Data for this task
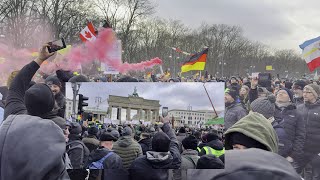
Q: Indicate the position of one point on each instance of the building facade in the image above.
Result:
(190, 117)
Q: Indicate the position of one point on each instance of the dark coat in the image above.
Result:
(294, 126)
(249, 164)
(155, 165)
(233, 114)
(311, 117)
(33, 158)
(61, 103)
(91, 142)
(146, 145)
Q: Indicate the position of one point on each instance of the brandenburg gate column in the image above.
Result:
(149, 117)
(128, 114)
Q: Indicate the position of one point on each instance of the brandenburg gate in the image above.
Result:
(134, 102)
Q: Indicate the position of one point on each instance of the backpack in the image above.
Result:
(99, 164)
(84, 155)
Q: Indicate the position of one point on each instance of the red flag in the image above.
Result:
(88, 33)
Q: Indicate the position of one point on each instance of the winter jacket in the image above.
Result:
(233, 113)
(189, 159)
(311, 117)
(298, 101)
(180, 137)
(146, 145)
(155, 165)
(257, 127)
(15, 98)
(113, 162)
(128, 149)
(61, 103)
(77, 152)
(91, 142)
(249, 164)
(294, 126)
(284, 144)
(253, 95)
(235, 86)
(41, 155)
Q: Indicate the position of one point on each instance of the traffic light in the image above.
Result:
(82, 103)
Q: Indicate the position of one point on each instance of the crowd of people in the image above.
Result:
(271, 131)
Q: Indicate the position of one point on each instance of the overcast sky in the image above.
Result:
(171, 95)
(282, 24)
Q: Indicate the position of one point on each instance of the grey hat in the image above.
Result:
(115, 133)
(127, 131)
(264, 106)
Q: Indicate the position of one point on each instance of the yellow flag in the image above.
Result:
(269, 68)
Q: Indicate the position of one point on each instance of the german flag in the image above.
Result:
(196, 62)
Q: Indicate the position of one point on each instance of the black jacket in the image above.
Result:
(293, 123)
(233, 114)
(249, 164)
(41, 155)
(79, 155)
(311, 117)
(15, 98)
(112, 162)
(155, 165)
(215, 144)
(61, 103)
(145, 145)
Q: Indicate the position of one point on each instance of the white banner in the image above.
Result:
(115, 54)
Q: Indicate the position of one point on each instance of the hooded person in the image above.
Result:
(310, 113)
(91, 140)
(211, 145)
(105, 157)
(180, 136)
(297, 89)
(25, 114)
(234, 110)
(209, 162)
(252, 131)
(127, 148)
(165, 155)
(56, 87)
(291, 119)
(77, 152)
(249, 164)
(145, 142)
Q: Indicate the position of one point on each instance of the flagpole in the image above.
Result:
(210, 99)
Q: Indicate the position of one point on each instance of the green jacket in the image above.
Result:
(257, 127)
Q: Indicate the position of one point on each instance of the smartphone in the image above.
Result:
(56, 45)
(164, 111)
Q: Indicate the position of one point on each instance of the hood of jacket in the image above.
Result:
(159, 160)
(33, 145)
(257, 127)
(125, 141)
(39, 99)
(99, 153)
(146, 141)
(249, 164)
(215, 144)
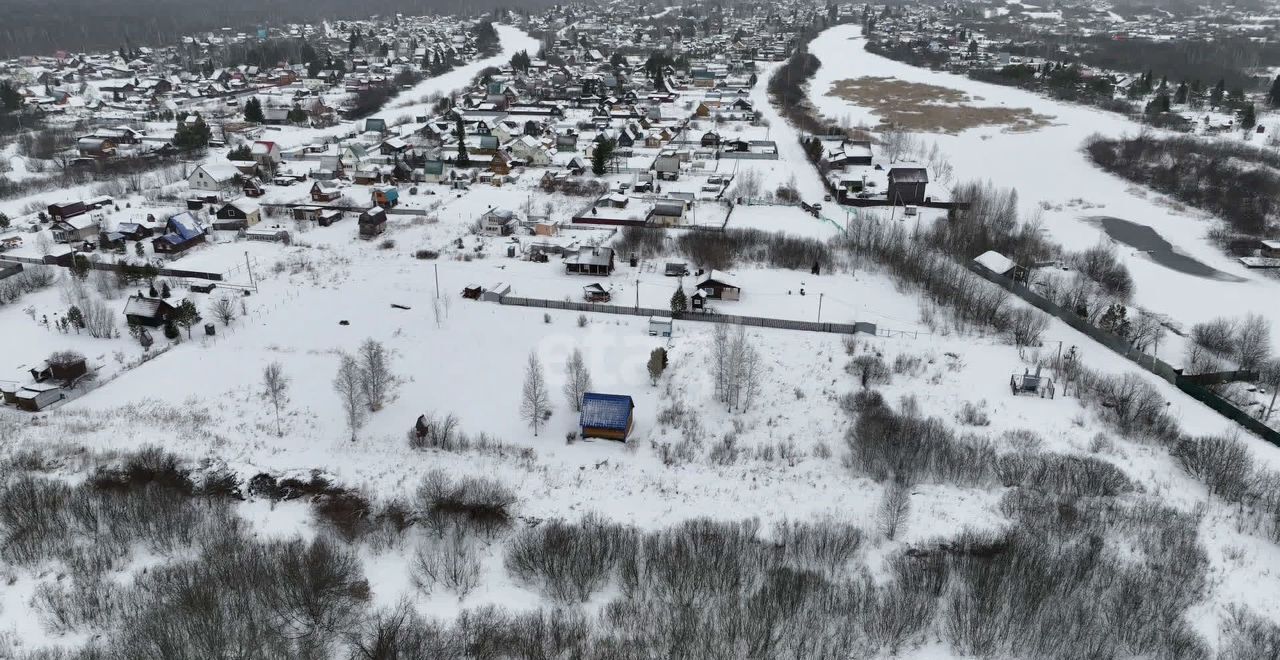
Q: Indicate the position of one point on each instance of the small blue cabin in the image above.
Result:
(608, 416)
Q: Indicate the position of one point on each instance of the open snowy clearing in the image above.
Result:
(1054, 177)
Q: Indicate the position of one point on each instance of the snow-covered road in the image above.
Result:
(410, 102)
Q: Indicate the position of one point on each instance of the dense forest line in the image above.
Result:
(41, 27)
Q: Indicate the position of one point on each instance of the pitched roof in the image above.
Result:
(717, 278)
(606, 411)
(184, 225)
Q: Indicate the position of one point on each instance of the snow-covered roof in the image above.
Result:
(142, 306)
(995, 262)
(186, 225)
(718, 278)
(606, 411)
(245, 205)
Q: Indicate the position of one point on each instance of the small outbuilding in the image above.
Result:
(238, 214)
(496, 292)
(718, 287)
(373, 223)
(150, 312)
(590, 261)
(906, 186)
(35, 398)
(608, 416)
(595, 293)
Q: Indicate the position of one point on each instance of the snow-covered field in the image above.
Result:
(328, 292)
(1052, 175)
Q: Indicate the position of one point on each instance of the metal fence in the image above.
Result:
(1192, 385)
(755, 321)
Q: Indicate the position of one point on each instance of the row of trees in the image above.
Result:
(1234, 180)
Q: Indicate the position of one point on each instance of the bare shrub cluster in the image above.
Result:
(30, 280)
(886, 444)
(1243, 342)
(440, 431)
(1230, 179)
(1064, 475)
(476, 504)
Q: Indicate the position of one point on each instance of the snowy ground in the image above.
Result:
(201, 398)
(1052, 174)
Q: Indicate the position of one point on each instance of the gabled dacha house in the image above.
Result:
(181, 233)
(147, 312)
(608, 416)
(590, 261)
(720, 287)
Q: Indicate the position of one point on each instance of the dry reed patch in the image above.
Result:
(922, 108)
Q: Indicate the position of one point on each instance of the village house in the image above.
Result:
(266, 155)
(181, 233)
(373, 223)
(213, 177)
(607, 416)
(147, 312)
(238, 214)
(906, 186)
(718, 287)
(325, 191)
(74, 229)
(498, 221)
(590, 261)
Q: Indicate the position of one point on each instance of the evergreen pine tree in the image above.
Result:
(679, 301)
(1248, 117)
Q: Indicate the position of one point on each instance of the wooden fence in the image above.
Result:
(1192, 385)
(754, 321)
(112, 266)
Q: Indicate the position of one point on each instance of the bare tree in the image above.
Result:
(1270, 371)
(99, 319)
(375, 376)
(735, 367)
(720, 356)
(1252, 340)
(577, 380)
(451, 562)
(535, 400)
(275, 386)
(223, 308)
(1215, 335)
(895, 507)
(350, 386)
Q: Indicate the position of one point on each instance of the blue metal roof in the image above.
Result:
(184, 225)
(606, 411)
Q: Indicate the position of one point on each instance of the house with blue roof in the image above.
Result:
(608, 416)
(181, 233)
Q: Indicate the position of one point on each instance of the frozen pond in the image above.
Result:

What this task involves
Write out only what runs from the line holding "ground in the image above." through the last line of the records, exactly as shown.

Answer to this task
Q: Indicate the position of one point on each instance of the snowy ground in the image above.
Result:
(201, 398)
(1052, 174)
Q: Indicate the position of one point on each instance of the gabled dacha house in the image above.
Result:
(181, 233)
(147, 312)
(608, 416)
(590, 261)
(720, 287)
Q: Indicate the position of one point on each instance of the dry reed patch in the image above.
Result:
(922, 108)
Q: Indicate the position of one point on each instance of the village house in the image above.
Result:
(266, 155)
(181, 233)
(373, 223)
(213, 177)
(607, 416)
(147, 312)
(238, 214)
(906, 186)
(718, 287)
(325, 191)
(74, 229)
(498, 221)
(590, 261)
Q: Indicate the position of one point on each instance of the evergreen pine tree in the image above.
Result:
(679, 301)
(1248, 117)
Q: Indicate the position of one point on each instance of the wooden fence in the image above.
Result:
(1192, 385)
(754, 321)
(112, 266)
Q: Indicate the position of one point on each instance of the bare tree in the image above.
Result:
(1270, 371)
(99, 319)
(375, 376)
(735, 367)
(720, 356)
(1252, 340)
(577, 380)
(451, 562)
(535, 400)
(275, 386)
(223, 308)
(1215, 335)
(895, 507)
(350, 386)
Q: Indicate the position of one point on each instance of the blue metal roof in the image above.
Result:
(184, 225)
(606, 411)
Q: Indicate the position of one point on each instance of the house with blue roof in the image above.
Result:
(608, 416)
(181, 233)
Q: Indicate the position of one point on each instance of the frozen pond in the image above.
Result:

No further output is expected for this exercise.